*** Opening of The data ***

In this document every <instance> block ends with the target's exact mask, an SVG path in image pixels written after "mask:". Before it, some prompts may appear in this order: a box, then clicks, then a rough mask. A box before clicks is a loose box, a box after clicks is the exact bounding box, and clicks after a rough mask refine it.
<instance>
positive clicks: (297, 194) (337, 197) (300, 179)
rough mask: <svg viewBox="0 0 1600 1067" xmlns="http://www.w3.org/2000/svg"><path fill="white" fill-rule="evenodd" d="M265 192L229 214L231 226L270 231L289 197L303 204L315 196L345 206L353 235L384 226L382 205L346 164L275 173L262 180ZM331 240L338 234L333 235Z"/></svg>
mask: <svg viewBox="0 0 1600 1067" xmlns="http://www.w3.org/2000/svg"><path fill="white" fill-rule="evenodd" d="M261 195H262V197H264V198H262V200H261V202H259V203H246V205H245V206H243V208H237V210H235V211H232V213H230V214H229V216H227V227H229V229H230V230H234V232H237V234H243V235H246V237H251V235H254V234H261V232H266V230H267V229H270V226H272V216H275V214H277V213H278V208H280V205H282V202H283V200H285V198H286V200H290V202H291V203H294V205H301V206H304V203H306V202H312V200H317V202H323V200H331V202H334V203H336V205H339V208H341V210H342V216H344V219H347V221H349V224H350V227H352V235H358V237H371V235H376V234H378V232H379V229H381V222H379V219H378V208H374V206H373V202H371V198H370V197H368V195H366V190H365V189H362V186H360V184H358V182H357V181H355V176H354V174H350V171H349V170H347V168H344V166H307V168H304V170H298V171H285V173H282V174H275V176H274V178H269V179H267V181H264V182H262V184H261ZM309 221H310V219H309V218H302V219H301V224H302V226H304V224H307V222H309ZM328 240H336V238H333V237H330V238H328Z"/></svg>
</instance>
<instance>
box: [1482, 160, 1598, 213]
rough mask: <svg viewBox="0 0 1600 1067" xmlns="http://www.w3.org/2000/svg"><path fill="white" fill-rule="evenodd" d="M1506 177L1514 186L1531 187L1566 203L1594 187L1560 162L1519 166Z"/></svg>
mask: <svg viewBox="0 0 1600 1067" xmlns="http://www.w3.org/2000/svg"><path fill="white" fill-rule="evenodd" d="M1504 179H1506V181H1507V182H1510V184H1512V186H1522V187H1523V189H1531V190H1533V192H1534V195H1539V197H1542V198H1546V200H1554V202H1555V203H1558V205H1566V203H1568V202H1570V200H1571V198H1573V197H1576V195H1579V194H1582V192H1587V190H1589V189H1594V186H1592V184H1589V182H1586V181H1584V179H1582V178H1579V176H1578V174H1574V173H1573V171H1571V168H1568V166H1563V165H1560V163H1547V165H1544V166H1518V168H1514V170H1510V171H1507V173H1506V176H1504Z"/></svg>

*** Close of The data ***

▸ The problem:
Reproduce verbatim the lines from the start of the records up to and including the line containing "positive clicks: (297, 194)".

▸ Response box:
In this document every <instance> block ends with the target's exact mask, an SVG path in image pixels written after "mask:". Before it, some prompts may appear in this order: a box, then clicks, then a rough mask. A box before clicks is a loose box, a box after clicks is the exact bounding box, and clicks after a rough mask refine it.
<instance>
positive clicks: (297, 194) (337, 197) (300, 179)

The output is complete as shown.